● Problem to solve: Could you write out the listing below again, exactly?
======== Dataset content
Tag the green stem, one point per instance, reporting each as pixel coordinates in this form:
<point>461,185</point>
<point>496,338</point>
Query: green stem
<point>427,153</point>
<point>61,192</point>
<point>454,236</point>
================
● Reply:
Tag the green stem, one point per instance, reporting each as pixel coordinates in this form:
<point>461,185</point>
<point>496,338</point>
Query: green stem
<point>427,153</point>
<point>61,192</point>
<point>454,236</point>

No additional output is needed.